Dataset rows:
--------------------------------
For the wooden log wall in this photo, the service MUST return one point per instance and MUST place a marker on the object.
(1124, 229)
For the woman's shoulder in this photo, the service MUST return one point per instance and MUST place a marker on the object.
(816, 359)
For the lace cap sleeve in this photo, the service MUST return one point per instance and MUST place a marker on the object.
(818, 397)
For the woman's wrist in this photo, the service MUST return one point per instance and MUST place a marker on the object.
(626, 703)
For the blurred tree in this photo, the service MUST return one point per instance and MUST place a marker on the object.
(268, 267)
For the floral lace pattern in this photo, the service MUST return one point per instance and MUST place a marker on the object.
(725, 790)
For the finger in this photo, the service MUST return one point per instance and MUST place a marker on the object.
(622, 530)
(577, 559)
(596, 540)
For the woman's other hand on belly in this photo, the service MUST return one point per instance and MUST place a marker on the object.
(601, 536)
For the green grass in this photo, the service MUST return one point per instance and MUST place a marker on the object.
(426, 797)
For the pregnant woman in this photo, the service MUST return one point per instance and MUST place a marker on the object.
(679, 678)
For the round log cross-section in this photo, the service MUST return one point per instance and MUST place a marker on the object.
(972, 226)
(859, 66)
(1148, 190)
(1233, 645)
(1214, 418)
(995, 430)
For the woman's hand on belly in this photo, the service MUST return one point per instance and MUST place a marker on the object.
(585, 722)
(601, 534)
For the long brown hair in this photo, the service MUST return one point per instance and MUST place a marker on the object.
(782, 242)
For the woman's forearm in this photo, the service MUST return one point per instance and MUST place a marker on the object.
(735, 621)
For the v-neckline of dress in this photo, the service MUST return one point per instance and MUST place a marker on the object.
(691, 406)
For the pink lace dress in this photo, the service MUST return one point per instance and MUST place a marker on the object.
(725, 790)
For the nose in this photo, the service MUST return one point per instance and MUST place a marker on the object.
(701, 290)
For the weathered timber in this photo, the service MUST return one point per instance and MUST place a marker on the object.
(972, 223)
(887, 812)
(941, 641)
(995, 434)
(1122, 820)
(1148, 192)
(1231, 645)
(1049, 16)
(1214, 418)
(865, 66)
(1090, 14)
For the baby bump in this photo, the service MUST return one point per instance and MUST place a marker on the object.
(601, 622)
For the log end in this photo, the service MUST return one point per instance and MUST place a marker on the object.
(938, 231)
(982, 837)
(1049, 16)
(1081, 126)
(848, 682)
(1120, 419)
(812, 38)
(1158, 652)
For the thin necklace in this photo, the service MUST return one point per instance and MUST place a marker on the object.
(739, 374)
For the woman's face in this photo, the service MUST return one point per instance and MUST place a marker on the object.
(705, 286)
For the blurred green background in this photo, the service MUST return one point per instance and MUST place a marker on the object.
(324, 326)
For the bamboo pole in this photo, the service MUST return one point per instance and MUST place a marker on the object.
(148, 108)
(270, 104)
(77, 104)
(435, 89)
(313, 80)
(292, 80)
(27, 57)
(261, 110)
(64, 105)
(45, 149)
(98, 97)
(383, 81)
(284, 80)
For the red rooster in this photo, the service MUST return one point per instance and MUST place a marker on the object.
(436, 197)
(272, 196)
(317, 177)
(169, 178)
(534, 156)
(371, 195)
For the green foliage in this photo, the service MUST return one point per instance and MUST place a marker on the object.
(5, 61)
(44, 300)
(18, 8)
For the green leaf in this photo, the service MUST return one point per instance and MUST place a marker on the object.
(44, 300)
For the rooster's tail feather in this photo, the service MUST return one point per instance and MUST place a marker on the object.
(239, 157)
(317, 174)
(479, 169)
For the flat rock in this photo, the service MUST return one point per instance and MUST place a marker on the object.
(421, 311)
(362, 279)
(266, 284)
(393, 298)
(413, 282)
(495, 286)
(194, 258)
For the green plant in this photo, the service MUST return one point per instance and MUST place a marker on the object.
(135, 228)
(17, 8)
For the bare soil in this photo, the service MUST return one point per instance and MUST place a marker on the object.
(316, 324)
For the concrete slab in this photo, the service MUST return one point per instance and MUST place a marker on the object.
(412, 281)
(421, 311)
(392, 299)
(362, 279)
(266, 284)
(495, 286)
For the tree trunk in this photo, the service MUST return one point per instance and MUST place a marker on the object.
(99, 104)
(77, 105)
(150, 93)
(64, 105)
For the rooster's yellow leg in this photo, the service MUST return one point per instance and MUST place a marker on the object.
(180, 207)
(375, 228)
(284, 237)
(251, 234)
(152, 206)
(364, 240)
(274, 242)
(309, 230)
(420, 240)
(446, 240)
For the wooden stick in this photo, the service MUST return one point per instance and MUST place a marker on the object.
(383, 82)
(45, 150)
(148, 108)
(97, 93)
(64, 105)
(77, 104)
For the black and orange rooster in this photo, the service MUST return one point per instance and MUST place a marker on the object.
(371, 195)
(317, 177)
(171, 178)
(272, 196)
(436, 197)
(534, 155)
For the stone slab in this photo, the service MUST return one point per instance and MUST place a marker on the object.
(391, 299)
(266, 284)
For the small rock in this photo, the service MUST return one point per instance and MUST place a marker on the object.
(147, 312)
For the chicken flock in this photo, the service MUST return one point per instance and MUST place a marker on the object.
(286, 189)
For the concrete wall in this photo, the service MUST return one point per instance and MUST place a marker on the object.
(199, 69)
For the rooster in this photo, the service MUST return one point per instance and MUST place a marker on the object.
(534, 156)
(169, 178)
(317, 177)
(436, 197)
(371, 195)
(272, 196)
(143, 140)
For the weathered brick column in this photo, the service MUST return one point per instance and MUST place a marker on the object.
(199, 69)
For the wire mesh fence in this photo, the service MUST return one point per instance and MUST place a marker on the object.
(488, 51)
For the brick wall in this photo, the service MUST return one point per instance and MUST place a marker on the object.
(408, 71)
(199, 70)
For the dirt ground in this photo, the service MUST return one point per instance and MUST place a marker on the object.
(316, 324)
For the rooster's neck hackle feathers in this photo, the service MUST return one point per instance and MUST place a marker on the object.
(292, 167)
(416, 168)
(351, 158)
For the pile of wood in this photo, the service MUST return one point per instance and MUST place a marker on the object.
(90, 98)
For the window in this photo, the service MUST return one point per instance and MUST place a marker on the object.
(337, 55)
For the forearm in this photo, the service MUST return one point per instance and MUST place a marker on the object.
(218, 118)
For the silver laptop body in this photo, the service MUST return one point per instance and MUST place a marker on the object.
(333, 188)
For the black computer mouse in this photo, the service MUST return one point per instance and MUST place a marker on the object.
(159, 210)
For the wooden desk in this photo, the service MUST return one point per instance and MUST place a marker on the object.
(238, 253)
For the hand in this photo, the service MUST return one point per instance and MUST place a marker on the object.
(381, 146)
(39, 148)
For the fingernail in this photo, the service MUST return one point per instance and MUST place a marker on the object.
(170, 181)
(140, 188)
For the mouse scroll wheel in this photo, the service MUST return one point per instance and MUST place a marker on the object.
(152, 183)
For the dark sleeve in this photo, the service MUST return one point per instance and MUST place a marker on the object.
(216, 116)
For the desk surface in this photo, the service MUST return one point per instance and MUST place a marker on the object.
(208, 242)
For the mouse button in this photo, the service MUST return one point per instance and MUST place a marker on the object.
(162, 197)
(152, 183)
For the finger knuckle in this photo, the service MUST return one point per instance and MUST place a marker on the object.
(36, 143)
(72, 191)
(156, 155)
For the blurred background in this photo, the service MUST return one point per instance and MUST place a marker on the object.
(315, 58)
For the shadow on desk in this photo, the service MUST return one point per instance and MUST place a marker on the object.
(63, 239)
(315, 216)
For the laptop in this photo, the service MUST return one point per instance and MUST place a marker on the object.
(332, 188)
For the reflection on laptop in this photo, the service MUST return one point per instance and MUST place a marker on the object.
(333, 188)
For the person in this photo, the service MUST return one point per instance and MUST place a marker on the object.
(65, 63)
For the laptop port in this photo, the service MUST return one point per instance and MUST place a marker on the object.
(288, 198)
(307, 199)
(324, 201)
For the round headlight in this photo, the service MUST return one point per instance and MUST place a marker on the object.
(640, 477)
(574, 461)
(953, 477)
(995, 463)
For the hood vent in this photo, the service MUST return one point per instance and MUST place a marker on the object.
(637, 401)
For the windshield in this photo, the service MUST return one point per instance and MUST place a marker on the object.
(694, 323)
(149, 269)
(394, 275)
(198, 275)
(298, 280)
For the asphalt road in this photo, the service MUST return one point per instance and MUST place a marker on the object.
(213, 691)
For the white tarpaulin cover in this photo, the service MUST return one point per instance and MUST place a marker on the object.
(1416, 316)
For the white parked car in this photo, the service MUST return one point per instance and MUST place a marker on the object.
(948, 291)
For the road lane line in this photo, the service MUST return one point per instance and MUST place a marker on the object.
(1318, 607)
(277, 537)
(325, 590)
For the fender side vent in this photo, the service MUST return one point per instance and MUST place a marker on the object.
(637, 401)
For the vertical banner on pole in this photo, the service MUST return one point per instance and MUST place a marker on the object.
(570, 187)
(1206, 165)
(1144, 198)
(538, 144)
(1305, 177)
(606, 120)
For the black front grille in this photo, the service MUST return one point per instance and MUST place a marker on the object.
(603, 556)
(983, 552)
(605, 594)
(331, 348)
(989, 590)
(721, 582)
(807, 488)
--------------------------------
◆ Problem description
Rewrite the stretch of the records from the line containing "For the blurred background" through the line containing "(1416, 316)", replacing "asphalt road" with "paved road" and leaving everything else unchanged.

◆ The response
For the blurred background in this photo, the service MUST return one point per instance and MUST place a marker on the object.
(315, 58)
For the shadow on desk in this photo, the service MUST return one point per instance and MUST place a marker on the object.
(63, 239)
(315, 216)
For the laptop in this photo, the service MUST return one point per instance and MUST place a marker on the object.
(332, 188)
For the reflection on laptop in this photo, the service MUST return one point per instance and MUST place a marker on the object.
(333, 188)
For the person in this photo, the service MUST return one point per instance and MUST place a marker on the object.
(65, 63)
For the laptop port in this photo, the service MUST return one point per instance and MUST place a marker on the object.
(288, 198)
(307, 199)
(324, 201)
For the round headlight in this photo, the service MUST return one point per instance and MUST place a marker on the object.
(640, 477)
(574, 461)
(953, 477)
(995, 463)
For the hood vent in this photo, the service MUST return one point per instance and MUST place a marker on the object.
(637, 401)
For the windshield in this photo, the service MUST return one point per instance and MUST place a marker on the object.
(694, 323)
(149, 269)
(394, 275)
(198, 275)
(298, 280)
For the paved road in this photo, the service MUST return one point per instance and MUST place a marker on the object.
(213, 691)
For the white tarpaulin cover in this photo, the service MUST return one point per instance and MUST place a marker on the object.
(1416, 316)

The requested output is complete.